# Exercise
Count the lines in the items below that contain the string "block". Reply with the number only.

# Raw records
[BEGIN]

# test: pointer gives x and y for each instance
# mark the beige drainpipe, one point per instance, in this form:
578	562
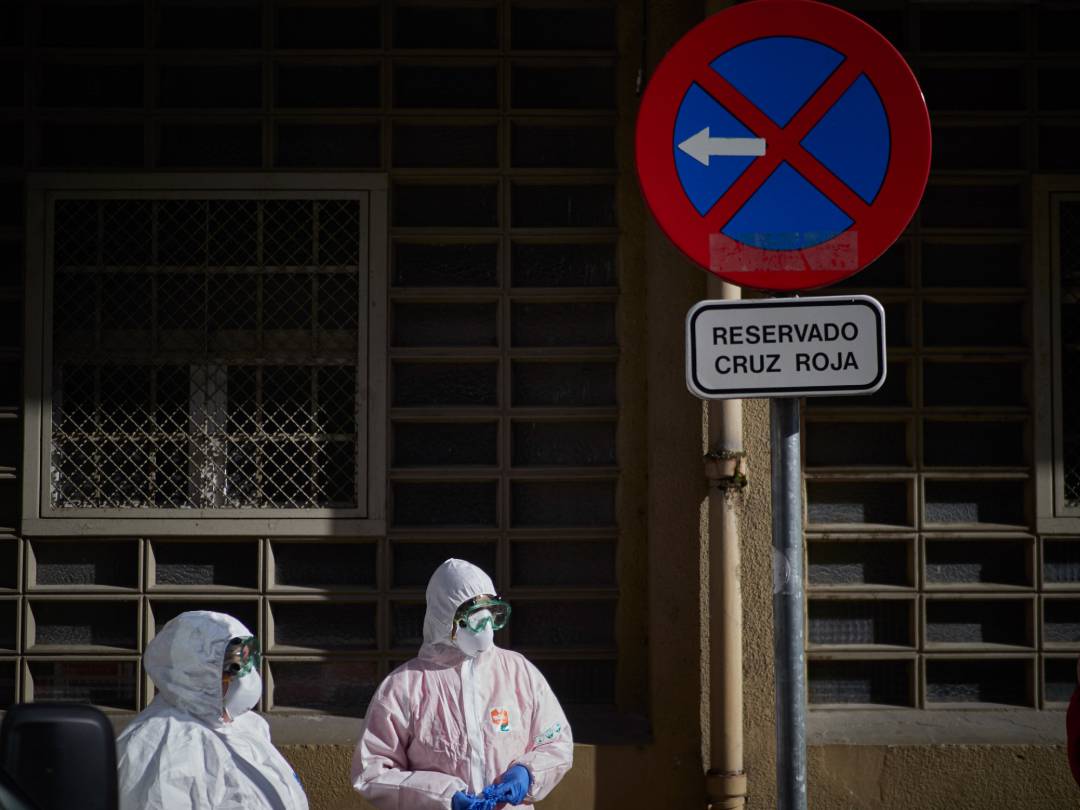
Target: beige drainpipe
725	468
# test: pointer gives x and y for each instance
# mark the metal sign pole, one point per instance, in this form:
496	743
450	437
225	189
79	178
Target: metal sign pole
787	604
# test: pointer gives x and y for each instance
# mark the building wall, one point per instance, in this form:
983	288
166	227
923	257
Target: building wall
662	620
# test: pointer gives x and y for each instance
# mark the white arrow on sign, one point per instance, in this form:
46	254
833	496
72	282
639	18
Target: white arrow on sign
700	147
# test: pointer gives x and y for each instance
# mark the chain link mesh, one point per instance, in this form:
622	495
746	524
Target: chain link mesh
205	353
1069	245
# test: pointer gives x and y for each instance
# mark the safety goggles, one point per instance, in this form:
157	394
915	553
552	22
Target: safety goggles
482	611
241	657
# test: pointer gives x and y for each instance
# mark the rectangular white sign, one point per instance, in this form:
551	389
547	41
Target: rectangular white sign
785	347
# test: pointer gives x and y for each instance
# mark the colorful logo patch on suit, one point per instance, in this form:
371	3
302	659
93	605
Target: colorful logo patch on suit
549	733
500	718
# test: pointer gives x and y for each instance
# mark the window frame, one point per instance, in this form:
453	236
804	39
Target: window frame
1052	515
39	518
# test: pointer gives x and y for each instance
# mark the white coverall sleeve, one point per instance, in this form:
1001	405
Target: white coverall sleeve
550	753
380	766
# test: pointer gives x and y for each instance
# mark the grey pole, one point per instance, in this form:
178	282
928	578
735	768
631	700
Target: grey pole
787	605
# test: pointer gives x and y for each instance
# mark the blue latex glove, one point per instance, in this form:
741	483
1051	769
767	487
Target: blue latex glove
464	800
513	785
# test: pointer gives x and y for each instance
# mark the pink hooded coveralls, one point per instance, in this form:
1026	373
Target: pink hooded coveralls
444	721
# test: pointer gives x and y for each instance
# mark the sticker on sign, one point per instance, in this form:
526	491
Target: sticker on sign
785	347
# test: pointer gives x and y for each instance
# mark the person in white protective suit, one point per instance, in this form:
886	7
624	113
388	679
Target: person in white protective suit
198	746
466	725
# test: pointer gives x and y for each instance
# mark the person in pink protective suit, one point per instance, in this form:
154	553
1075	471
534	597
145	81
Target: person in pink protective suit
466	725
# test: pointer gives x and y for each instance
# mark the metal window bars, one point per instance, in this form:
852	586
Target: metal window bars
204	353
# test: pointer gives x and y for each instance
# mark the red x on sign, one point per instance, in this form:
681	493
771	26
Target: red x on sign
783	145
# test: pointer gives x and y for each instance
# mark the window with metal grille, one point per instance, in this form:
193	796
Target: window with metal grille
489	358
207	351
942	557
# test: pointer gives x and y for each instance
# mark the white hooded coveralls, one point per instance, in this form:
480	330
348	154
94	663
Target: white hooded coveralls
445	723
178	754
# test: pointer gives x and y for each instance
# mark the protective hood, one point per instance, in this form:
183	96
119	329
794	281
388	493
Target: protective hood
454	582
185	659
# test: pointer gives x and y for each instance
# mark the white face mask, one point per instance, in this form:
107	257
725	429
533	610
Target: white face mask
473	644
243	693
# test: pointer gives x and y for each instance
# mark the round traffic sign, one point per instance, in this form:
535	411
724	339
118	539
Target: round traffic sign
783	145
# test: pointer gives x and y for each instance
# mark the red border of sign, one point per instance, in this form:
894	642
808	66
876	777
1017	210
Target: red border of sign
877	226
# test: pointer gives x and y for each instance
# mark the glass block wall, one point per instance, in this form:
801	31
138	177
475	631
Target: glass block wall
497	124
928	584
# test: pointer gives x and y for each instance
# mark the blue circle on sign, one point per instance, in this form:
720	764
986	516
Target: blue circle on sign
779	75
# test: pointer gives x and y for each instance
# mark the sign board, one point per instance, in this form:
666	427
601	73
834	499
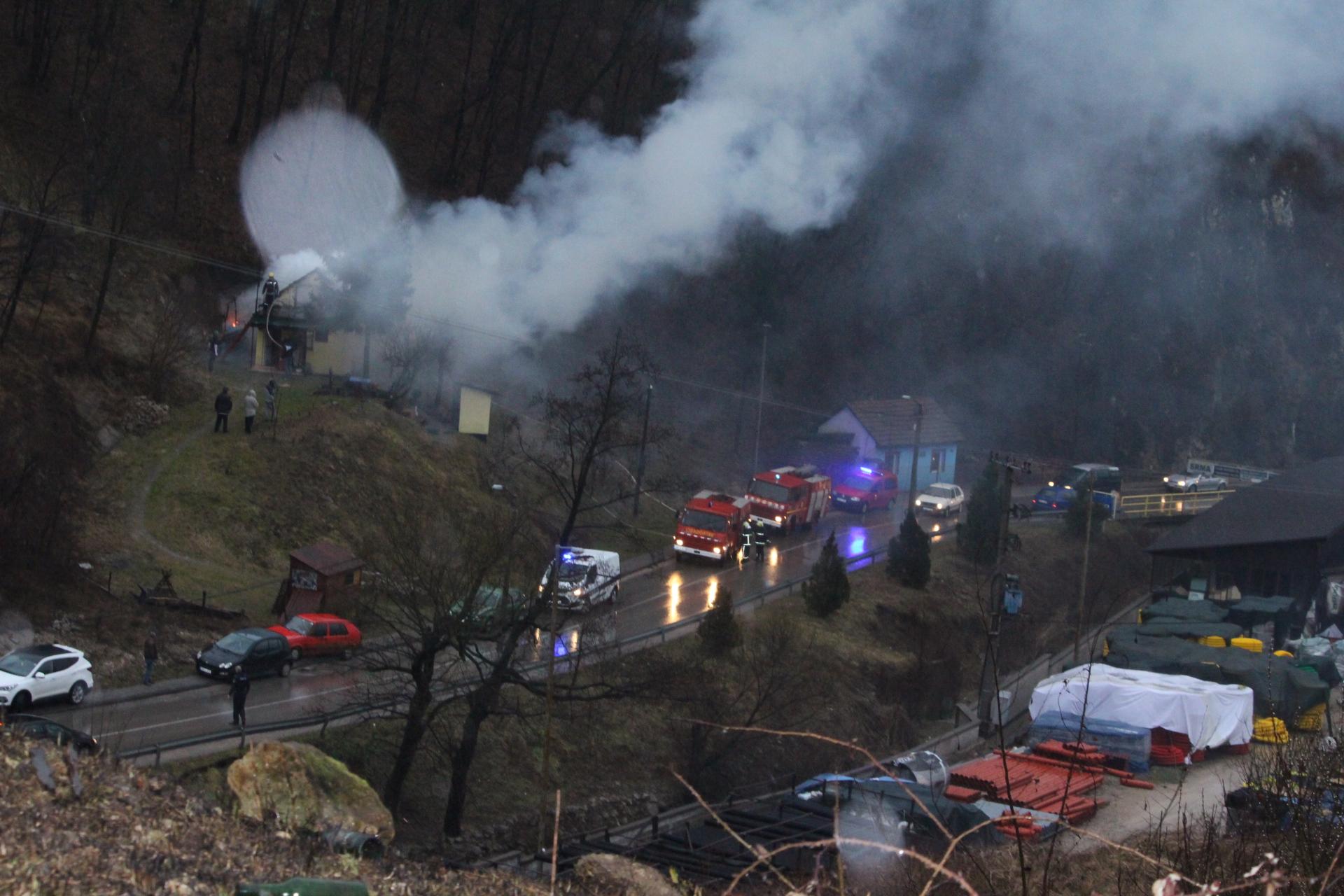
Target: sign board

[END]

# Solution below
2